:: Entries ::

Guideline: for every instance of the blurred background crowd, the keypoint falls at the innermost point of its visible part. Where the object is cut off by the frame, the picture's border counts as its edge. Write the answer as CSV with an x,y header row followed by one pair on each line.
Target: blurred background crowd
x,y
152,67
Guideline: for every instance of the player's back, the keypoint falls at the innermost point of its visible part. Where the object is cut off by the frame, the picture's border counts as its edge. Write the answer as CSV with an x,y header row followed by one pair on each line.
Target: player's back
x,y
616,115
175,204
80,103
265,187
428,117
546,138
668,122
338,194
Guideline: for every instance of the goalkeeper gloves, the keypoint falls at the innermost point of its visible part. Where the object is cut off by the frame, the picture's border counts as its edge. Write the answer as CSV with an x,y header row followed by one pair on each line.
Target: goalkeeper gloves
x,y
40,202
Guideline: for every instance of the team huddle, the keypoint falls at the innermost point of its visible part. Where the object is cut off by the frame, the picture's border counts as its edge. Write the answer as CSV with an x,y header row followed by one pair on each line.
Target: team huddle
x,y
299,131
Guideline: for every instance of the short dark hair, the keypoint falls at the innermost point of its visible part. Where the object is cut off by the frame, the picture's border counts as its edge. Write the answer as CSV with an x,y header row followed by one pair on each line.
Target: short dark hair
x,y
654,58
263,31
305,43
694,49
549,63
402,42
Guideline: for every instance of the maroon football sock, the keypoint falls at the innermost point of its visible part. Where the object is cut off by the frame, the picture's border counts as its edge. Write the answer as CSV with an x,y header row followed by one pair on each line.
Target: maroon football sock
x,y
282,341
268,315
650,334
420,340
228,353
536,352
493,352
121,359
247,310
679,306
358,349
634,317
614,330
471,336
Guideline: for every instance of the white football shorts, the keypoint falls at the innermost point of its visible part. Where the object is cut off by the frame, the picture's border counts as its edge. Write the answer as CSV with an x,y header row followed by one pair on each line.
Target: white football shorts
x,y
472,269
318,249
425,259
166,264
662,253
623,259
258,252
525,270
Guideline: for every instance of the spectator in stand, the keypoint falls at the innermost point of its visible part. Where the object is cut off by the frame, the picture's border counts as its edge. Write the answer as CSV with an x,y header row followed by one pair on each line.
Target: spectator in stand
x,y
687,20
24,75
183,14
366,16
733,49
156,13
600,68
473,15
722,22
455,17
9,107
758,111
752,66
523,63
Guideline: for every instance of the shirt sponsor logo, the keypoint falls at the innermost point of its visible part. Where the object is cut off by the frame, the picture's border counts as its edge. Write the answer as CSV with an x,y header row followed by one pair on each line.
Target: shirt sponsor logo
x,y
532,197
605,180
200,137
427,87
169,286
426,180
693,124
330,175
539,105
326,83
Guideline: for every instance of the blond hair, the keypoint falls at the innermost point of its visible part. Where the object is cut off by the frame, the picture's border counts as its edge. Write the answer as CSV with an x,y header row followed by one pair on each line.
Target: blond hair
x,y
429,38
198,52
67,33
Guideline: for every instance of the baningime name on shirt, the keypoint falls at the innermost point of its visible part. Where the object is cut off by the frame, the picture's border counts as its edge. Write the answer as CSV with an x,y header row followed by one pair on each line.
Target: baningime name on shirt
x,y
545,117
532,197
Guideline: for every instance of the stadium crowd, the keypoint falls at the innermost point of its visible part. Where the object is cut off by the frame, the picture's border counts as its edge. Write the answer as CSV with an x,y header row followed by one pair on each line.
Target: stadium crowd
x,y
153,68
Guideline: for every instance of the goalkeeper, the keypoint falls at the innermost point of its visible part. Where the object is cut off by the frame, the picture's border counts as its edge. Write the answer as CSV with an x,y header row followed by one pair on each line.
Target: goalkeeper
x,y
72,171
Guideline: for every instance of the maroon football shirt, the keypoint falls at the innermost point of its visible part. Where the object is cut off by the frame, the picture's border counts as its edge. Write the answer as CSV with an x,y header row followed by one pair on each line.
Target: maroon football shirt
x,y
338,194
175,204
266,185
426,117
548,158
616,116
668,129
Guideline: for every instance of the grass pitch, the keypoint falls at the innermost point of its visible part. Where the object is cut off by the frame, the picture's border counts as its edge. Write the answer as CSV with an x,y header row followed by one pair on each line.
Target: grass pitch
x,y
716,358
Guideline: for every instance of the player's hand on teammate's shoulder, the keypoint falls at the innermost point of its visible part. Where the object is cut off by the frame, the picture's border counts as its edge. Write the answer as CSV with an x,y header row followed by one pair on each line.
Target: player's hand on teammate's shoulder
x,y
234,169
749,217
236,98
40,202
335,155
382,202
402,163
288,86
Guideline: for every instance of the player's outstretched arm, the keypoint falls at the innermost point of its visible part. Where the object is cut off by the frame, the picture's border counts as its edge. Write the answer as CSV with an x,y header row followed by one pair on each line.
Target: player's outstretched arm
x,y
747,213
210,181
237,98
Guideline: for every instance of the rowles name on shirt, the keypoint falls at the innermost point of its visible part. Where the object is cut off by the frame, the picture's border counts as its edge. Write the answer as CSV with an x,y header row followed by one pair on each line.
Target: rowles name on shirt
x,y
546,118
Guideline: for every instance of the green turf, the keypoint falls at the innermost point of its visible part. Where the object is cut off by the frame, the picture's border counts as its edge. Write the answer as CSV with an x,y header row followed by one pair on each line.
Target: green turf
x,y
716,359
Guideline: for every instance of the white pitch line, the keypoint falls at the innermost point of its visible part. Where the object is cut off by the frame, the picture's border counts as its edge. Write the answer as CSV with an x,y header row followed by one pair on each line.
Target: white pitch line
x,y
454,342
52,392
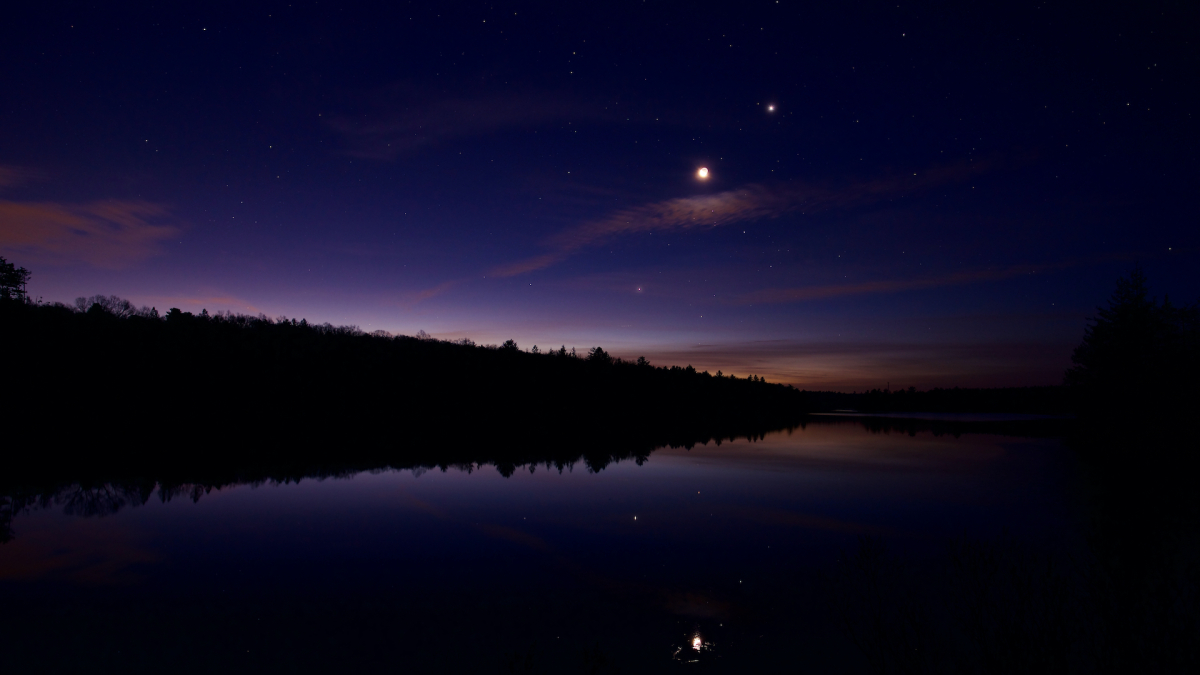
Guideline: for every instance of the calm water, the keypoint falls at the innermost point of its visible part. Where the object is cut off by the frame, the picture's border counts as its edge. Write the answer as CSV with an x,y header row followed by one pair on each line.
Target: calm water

:::

** Set exercise **
Print the lines exactly, starting at the line that contains "Guideline: for every instance of the white pitch" and ending at the last line of the items, and leave out any pictures.

** Answer below **
Guideline: for every instance of the white pitch line, the keypoint falls at the innermost point of its visible part. Where the object is cut off by the frame, the picture's border counts as its edge. Write the answer as CSV with an x,y header row followed by one pair on each line.
Target: white pitch line
x,y
454,342
52,392
Guideline: for every instance of the calm water, the keypoint falls at the innermost point of its visible part. Where the object is cut off by the frame, the picture's border counts as its edge. Write the answer as CSV with an x,y header row followed by one pair on each line.
Target: calm water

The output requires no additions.